# Task to complete:
Transcribe each of the following items word for word, leaving out the pictures.

# Exercise inputs:
----------

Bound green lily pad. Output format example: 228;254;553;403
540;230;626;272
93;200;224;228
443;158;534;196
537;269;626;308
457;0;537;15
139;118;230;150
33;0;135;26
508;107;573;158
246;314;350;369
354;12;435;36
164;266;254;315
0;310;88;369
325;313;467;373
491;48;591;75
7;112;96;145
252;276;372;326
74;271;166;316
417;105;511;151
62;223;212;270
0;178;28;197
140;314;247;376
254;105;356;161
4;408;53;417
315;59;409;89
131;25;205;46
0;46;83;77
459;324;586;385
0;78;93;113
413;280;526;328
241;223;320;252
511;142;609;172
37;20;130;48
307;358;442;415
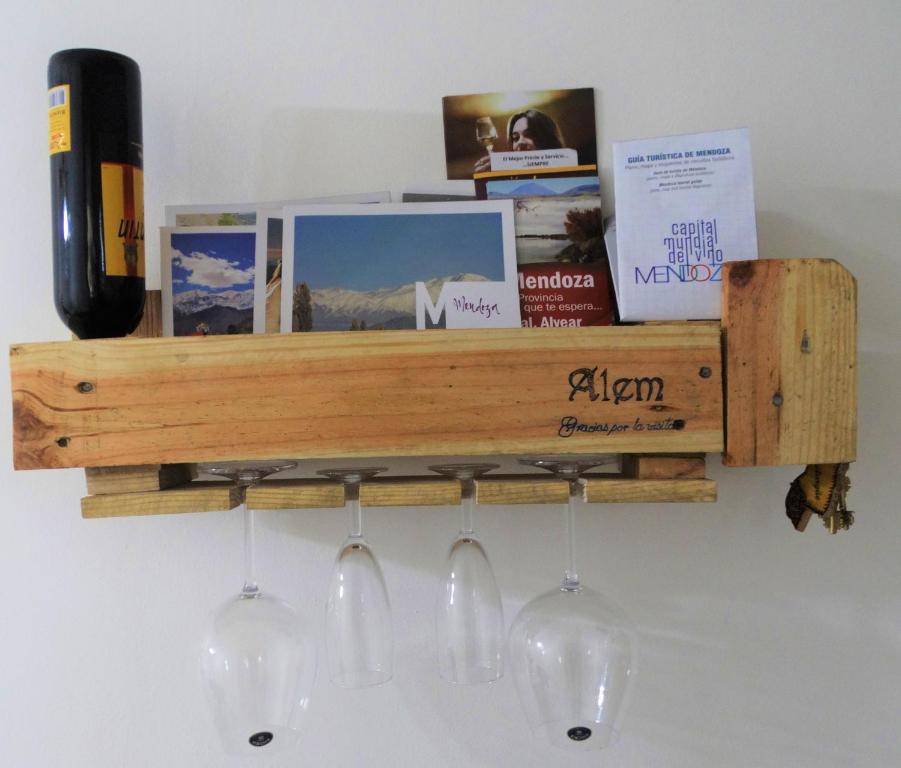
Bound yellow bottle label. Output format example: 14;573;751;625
100;163;144;277
47;85;72;155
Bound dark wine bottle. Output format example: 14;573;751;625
47;49;145;339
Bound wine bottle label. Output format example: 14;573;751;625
100;163;144;277
47;85;72;155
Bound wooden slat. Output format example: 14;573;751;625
585;478;716;504
81;475;716;518
623;453;706;480
10;325;723;469
81;482;242;518
723;259;857;466
84;464;197;494
475;475;569;505
247;477;460;509
131;291;163;339
247;480;344;509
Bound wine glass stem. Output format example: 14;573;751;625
564;479;582;589
241;502;259;594
460;479;476;536
344;483;363;539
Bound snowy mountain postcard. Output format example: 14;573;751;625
160;226;260;336
281;200;520;331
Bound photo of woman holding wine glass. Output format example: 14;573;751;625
443;88;597;179
473;109;566;173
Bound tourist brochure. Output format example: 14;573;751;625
613;128;757;320
281;200;520;332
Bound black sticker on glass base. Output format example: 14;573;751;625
248;731;272;747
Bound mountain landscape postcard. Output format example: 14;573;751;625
281;200;520;331
160;226;260;336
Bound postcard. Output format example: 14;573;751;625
166;192;391;333
442;88;598;179
473;165;600;200
613;128;757;320
401;179;476;203
160;226;262;336
281;200;520;331
514;194;616;328
165;191;391;227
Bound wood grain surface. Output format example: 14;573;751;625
722;259;857;466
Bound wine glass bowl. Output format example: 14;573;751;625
201;591;316;755
319;467;394;688
510;455;635;751
510;586;634;751
429;464;504;684
200;461;317;757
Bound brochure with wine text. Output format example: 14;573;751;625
281;200;520;332
613;128;757;320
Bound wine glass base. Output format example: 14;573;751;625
535;720;619;752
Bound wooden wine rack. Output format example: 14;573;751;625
10;260;856;517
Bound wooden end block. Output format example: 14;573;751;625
722;259;857;466
84;464;197;495
623;453;706;480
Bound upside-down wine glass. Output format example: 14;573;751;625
429;464;504;684
201;461;316;757
510;456;635;751
319;467;394;688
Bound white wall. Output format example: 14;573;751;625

----------

# Response:
Bound green lily pad. Output format example: 228;254;553;403
540;230;626;272
93;200;224;228
443;158;534;196
537;269;626;308
457;0;537;15
139;118;230;150
33;0;135;26
508;107;573;158
246;314;350;369
354;12;435;36
164;266;254;315
0;310;88;369
325;313;467;373
491;48;591;75
7;112;96;145
252;276;372;326
74;271;166;316
417;105;511;151
62;223;212;270
0;178;28;197
140;314;247;376
254;105;356;161
4;408;53;417
315;59;409;89
131;25;205;46
0;46;83;77
459;324;586;385
0;78;93;113
413;280;526;328
241;223;320;252
511;142;609;172
37;20;130;48
307;358;442;415
Bound yellow bottle label. Output format example: 14;573;751;625
100;163;144;277
47;85;72;155
Bound dark wine bottle. Output format example: 14;573;751;625
47;49;145;339
Bound wine bottle label. Output format example: 14;573;751;625
100;163;144;277
47;85;72;155
Bound wooden slat. Output format example: 14;573;751;625
585;478;716;504
81;475;716;518
623;453;706;480
10;325;723;469
81;482;242;518
723;259;857;466
84;464;197;494
475;475;569;505
247;477;460;509
131;291;163;339
247;480;344;509
Bound wine glass stem. Output format example: 14;573;751;625
564;479;582;589
241;502;259;594
460;479;476;536
344;483;363;539
Bound snowy mountain postcard. Output format example: 14;573;751;625
160;226;260;336
281;200;520;331
Bound photo of woman holding wine glass. Output format example: 14;573;751;625
443;88;597;179
473;109;566;173
Bound tourist brochure. Output format example: 14;573;751;625
613;128;757;320
281;200;520;332
Bound black sticker on glass base. Output format example: 14;573;751;625
248;731;272;747
Bound mountain landscape postcard. Output format example: 14;573;751;625
281;200;520;331
160;226;260;336
Bound postcard. Output format example: 14;573;751;625
166;192;391;333
442;88;598;179
473;165;600;200
613;128;757;320
401;179;476;203
160;226;262;336
281;200;520;331
514;194;616;328
165;191;391;227
Bound wood grain surface. Output format example: 14;573;751;625
722;259;857;466
Bound wine glass bowl. Output format example: 14;573;751;625
201;591;316;755
319;467;394;688
510;455;635;751
510;586;634;751
429;464;504;684
200;461;317;757
Bound brochure with wine text. Output format example: 14;573;751;625
281;200;520;332
613;128;757;320
Bound wine glass base. Output format example: 14;573;751;625
535;720;619;752
Bound wooden wine rack. Output format example: 14;573;751;625
10;260;856;517
Bound wooden end block. Output format example: 14;573;751;625
722;259;857;466
84;464;197;495
623;453;706;480
Bound upside-down wine glass. Output format example: 14;573;751;625
429;464;504;684
201;461;316;757
510;456;635;751
319;467;394;688
Bound white wall. Output format example: 14;573;751;625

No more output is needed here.